**MATERIAL FOR THIS EXERCISE:**
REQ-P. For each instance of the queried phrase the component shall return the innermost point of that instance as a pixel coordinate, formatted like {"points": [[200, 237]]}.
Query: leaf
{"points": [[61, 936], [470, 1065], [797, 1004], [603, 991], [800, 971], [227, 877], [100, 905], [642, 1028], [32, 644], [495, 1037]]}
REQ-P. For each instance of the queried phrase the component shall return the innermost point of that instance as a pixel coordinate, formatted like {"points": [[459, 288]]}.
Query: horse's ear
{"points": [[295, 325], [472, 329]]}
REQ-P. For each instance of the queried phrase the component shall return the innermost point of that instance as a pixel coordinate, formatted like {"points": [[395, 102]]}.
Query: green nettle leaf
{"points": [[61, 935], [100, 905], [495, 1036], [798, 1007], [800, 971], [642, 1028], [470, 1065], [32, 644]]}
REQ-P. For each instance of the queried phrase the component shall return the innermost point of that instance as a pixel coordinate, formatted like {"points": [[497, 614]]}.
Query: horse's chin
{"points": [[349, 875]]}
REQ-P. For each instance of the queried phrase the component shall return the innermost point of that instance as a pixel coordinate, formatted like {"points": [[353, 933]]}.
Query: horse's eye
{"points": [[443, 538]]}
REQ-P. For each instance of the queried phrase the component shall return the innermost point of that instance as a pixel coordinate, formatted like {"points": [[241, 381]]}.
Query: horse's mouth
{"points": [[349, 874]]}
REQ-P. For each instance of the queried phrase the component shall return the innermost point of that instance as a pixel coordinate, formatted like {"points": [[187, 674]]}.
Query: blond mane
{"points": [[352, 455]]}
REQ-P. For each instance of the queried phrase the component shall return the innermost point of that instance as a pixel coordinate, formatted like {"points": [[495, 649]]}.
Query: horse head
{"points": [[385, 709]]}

--

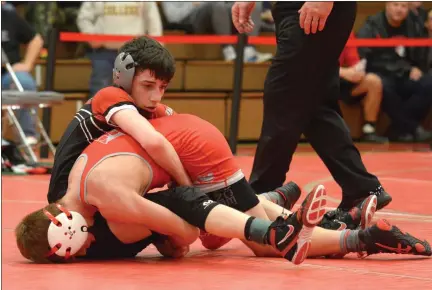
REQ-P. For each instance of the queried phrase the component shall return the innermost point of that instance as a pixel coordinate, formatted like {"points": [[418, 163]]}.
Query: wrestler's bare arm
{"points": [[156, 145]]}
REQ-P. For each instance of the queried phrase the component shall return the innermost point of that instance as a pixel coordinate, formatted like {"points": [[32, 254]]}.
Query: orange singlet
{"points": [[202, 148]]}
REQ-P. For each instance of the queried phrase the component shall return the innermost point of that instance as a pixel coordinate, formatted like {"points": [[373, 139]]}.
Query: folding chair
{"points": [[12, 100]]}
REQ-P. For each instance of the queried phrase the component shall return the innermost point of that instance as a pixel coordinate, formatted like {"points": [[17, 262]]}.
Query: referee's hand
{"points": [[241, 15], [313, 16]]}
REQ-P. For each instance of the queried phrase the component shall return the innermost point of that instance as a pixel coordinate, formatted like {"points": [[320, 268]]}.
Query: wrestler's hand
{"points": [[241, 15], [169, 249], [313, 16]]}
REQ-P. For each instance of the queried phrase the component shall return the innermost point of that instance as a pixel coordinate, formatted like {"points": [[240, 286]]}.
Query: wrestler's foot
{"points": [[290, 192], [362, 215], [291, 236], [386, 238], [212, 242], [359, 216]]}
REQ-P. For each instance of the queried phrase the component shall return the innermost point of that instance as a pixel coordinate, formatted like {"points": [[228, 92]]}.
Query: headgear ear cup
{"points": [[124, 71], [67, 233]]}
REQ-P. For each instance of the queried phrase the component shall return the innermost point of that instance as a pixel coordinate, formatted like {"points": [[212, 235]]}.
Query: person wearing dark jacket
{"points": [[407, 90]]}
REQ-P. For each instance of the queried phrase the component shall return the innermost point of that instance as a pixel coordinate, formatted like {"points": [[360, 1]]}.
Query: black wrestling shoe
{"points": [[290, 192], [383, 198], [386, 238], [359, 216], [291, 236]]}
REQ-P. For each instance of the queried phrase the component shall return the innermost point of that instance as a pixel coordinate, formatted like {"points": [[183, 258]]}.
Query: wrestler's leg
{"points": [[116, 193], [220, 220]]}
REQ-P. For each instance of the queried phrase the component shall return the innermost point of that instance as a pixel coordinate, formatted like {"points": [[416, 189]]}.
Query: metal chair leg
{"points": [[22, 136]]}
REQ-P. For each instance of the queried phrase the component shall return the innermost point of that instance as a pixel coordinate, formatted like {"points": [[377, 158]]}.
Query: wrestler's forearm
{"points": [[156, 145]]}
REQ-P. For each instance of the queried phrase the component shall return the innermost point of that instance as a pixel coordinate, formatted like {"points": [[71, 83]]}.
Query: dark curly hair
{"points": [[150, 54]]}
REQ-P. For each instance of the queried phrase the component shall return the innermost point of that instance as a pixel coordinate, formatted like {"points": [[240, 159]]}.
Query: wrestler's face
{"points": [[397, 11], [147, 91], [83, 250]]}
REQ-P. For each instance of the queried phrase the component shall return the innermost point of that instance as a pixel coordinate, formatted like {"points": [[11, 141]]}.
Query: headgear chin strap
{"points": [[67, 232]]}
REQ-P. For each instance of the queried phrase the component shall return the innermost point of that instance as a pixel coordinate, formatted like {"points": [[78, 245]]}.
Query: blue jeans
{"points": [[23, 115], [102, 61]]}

---

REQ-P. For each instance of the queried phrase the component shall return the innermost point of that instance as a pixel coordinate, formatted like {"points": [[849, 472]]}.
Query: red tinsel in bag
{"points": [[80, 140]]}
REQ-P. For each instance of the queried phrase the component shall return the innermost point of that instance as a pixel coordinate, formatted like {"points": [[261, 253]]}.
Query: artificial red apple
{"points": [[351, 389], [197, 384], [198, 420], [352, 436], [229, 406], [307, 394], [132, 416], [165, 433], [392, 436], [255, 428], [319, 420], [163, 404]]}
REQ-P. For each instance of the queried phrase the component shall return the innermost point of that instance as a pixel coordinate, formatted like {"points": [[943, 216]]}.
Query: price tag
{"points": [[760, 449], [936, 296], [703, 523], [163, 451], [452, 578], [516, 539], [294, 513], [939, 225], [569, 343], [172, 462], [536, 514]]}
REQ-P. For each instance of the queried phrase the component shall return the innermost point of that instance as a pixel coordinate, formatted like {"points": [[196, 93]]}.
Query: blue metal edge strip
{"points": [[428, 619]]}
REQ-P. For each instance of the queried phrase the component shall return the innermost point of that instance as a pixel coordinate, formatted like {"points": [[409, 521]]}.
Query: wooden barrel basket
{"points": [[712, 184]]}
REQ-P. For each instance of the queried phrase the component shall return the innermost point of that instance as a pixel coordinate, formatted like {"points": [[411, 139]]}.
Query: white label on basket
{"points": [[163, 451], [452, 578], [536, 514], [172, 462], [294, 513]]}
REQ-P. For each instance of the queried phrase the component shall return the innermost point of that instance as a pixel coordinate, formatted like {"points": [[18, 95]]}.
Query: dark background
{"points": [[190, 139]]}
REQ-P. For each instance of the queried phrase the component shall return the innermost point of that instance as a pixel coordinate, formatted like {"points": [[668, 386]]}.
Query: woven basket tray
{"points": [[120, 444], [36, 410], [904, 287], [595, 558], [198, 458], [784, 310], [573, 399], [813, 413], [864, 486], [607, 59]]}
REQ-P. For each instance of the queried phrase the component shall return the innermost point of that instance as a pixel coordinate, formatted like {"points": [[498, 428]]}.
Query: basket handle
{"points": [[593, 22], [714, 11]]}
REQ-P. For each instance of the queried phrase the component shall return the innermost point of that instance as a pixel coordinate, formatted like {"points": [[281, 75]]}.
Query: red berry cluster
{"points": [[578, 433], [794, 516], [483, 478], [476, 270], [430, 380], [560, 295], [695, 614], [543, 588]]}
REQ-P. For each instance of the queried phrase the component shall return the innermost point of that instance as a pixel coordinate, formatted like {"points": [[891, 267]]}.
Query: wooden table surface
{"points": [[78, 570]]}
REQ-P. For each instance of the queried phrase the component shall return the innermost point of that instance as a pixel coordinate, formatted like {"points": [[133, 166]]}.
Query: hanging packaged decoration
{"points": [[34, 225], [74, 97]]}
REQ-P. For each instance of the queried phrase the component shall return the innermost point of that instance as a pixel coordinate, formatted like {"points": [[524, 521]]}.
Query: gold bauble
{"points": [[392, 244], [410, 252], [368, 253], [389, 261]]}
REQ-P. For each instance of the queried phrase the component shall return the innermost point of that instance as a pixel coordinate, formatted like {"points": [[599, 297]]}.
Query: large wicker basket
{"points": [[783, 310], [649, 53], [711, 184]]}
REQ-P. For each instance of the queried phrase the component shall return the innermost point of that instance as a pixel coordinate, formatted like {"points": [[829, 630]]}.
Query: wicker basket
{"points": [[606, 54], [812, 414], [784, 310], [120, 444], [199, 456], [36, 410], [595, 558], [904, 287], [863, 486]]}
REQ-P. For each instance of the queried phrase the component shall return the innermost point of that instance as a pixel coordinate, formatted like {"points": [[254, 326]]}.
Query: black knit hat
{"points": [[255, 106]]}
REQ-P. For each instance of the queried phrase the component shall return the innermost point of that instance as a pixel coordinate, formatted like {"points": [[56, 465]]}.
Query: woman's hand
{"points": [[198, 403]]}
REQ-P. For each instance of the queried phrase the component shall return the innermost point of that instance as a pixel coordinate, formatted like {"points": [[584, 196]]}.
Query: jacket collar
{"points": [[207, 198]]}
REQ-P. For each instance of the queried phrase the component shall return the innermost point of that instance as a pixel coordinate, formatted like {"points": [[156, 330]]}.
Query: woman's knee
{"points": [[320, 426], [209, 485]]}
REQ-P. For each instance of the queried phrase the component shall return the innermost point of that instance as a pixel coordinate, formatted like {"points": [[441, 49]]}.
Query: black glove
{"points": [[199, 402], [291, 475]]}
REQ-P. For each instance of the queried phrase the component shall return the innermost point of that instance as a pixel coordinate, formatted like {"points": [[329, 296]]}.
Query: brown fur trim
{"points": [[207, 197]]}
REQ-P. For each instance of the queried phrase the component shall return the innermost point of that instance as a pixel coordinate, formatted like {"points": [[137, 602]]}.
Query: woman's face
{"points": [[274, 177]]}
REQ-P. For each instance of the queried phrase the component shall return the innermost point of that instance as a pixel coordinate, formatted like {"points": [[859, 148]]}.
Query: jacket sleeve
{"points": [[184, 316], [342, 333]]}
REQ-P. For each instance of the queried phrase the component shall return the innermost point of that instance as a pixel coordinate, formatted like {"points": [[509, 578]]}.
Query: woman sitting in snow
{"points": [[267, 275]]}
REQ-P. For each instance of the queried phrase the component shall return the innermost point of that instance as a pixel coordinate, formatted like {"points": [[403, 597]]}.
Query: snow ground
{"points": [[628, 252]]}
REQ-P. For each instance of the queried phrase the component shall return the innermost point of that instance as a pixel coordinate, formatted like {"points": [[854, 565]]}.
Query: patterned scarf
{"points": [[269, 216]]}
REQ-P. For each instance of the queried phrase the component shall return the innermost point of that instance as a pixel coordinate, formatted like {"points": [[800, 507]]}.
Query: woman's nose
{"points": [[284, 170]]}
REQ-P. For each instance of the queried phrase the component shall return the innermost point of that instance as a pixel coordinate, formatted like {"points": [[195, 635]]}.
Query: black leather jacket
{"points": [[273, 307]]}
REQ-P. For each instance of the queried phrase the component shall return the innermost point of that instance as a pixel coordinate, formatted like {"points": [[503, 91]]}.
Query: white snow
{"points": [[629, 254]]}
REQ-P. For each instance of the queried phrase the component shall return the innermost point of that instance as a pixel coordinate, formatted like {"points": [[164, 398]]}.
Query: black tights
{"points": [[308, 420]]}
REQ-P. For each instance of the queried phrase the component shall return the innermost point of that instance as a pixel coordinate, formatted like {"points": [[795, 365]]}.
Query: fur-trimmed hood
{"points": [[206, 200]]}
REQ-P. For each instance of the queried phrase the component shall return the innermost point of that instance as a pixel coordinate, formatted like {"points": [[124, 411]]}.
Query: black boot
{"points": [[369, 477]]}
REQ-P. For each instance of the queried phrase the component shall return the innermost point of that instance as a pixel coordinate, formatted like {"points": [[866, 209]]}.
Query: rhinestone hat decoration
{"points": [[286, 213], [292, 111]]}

**TASK REQUIREMENTS:** Select and copy every line above that contains the word "white", with uppercase and lowercase letters matching.

**SOLUTION TO THE PROBLEM:**
Query: white label on basket
Query: white snow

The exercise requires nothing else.